Point-per-instance localization data

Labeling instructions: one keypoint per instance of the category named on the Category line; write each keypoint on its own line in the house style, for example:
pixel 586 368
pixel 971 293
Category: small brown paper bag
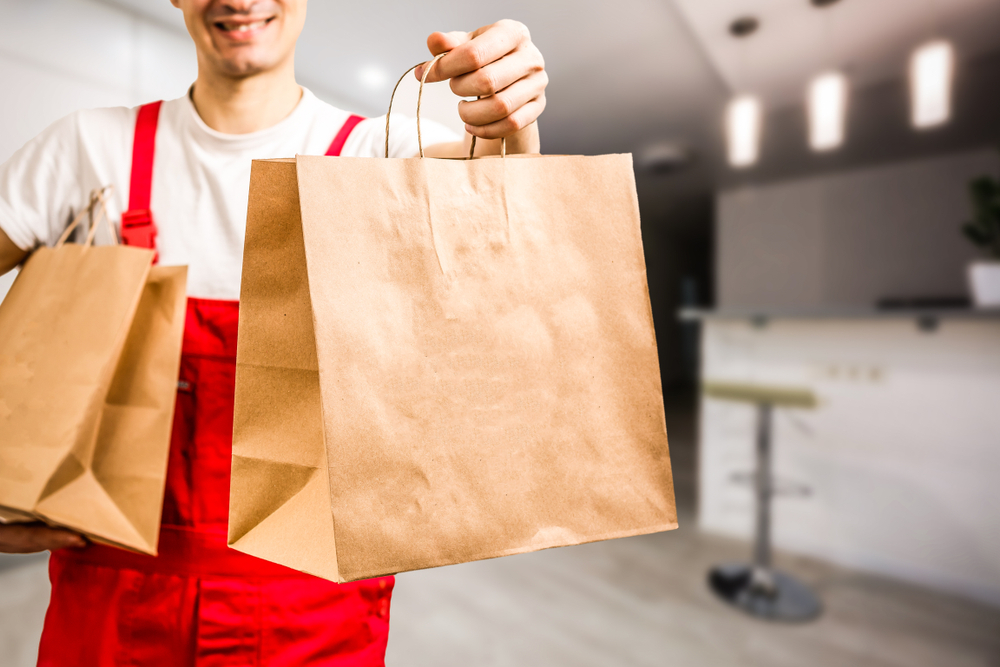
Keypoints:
pixel 442 361
pixel 90 341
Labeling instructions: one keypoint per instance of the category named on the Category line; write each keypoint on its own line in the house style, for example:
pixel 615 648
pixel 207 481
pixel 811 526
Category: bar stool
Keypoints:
pixel 757 588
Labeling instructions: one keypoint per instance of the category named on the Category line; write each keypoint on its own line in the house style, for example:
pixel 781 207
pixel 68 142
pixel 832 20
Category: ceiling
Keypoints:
pixel 871 40
pixel 638 75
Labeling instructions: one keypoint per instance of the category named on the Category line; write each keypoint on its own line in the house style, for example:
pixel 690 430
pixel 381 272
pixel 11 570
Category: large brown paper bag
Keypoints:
pixel 442 361
pixel 90 342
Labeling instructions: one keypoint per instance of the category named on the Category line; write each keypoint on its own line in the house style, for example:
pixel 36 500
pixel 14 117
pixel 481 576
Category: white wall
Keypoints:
pixel 57 56
pixel 849 238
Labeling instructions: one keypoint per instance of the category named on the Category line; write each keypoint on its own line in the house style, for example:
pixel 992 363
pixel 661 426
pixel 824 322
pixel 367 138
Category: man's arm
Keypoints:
pixel 499 64
pixel 10 254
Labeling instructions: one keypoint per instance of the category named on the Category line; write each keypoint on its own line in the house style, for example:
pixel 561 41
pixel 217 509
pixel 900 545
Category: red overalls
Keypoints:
pixel 199 602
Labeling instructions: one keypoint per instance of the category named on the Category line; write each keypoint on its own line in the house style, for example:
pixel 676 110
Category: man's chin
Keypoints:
pixel 244 67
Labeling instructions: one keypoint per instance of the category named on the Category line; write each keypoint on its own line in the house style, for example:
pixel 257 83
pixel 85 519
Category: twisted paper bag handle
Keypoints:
pixel 97 196
pixel 420 95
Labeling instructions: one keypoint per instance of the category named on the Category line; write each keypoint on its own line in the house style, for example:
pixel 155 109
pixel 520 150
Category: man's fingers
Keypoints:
pixel 515 122
pixel 499 106
pixel 498 75
pixel 493 43
pixel 440 42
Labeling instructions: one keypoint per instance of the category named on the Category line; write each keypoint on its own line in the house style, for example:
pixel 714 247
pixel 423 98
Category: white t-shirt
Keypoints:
pixel 201 178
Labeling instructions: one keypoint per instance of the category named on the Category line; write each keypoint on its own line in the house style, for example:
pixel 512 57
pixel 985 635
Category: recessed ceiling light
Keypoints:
pixel 931 69
pixel 743 124
pixel 827 110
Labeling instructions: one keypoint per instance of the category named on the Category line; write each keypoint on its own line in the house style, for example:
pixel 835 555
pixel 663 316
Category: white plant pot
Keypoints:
pixel 984 279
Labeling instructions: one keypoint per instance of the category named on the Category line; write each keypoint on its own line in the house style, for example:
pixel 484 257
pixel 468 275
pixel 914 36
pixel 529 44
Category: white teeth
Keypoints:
pixel 243 27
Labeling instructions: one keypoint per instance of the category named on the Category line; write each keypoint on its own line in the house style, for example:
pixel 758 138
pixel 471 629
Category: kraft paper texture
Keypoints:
pixel 442 361
pixel 90 341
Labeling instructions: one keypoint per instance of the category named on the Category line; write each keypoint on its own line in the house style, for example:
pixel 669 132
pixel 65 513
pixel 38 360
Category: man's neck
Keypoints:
pixel 249 104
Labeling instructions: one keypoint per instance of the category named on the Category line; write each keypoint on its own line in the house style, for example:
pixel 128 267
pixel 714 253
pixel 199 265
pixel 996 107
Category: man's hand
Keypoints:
pixel 10 254
pixel 500 64
pixel 27 538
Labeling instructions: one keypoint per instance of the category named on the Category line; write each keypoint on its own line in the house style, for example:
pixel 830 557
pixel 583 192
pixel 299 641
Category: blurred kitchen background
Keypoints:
pixel 803 169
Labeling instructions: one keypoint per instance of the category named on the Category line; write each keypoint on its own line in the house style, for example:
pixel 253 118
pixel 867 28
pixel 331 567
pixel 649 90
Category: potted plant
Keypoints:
pixel 984 232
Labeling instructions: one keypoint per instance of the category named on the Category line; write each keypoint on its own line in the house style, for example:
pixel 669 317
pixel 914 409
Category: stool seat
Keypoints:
pixel 757 588
pixel 778 396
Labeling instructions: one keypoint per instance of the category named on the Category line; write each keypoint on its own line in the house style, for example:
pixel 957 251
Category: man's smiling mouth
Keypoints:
pixel 242 27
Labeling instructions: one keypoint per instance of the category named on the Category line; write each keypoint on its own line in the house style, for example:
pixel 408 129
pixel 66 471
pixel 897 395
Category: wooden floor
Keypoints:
pixel 637 601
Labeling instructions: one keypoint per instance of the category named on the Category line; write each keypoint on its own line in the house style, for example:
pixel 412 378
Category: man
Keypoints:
pixel 182 172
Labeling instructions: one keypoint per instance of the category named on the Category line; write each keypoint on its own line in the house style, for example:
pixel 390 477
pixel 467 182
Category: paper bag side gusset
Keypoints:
pixel 280 497
pixel 65 322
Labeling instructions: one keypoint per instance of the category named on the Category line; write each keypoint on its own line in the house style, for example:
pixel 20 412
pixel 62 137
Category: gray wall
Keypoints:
pixel 849 238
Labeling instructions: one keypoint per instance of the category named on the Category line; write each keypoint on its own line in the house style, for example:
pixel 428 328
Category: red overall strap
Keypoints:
pixel 138 228
pixel 345 131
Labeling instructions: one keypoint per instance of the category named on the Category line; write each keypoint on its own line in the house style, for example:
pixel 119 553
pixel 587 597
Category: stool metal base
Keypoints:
pixel 768 594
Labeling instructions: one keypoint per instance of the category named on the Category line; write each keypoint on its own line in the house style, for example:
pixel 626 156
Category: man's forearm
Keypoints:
pixel 10 254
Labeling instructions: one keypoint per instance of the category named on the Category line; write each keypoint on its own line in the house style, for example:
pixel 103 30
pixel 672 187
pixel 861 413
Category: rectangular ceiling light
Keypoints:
pixel 931 70
pixel 827 111
pixel 743 123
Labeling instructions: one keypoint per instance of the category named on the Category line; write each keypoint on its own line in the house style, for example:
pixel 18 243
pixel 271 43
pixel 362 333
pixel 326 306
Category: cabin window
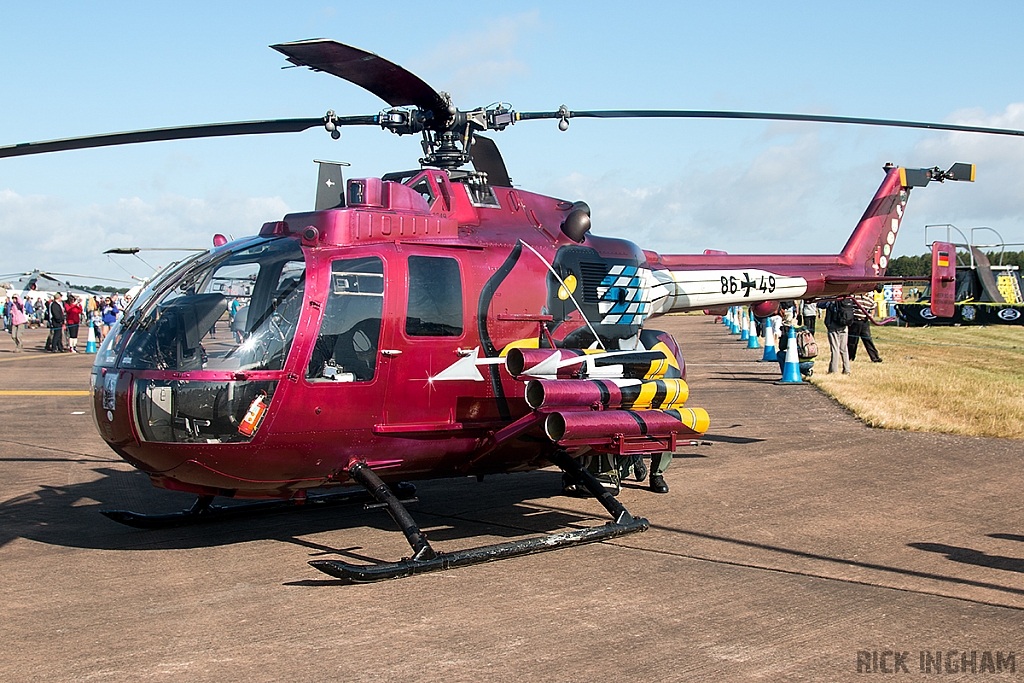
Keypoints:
pixel 434 297
pixel 349 336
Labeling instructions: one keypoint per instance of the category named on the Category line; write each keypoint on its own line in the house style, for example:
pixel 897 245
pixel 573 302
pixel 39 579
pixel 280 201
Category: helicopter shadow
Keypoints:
pixel 448 510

_WHAT YOU WILL DO_: An exact printout of the entries is wanted, covering the first line through the line holding "pixel 257 83", with pictures kept out of it.

_REPLY TO THE TASK_:
Labeling instructions: one keypoint per instance of the category named on the Category line; write each keypoint on its own line in the house style, for example:
pixel 586 368
pixel 971 293
Category: small brown paper bag
Keypoints:
pixel 442 361
pixel 90 341
Labeling instructions: one keypoint per instance of the category named on the Category line; write each keypoint on its own line in the house style, for example:
pixel 615 648
pixel 207 481
pixel 811 526
Category: bar stool
Keypoints:
pixel 757 588
Labeling instructions: one keypoint per instance of the category named on the Category line; write each keypoint on its own line in the house style, for example:
pixel 781 207
pixel 68 142
pixel 832 20
Category: ceiling
Keypoints:
pixel 871 40
pixel 638 75
Labeling instructions: one keypoint per instance of the category named on the Category line; write each keypoint on its own line in the house style, for example:
pixel 690 430
pixel 381 272
pixel 11 570
Category: large brown paper bag
Keypoints:
pixel 442 361
pixel 90 342
Labeling instructions: one keypoint per instance of the category named on the Category line; write each keypoint on its own line in the house style, for example:
pixel 36 500
pixel 14 117
pixel 481 576
Category: white wall
Keypoints:
pixel 57 56
pixel 849 238
Labeling instructions: one keypoint per instance of the category named on the Category line; write each keypoint on its own line in the house style, for example:
pixel 992 363
pixel 661 426
pixel 824 322
pixel 367 138
Category: man's arm
Keypoints:
pixel 499 64
pixel 10 254
Labeling instructions: one keypoint per instance of the category named on the Category line; write each keypoint on its own line in the house style, for example:
pixel 561 41
pixel 217 509
pixel 900 545
Category: red overalls
Keypoints:
pixel 199 602
Labeling instructions: one keypoint per instance of the category named on the Category line; write each keypoint on its own line in the house style, for example:
pixel 676 110
Category: man's chin
Keypoints:
pixel 244 67
Labeling instructions: one keypoint per instance of the category named on the Category line; write each keypoint on its own line in the house style, for example:
pixel 257 83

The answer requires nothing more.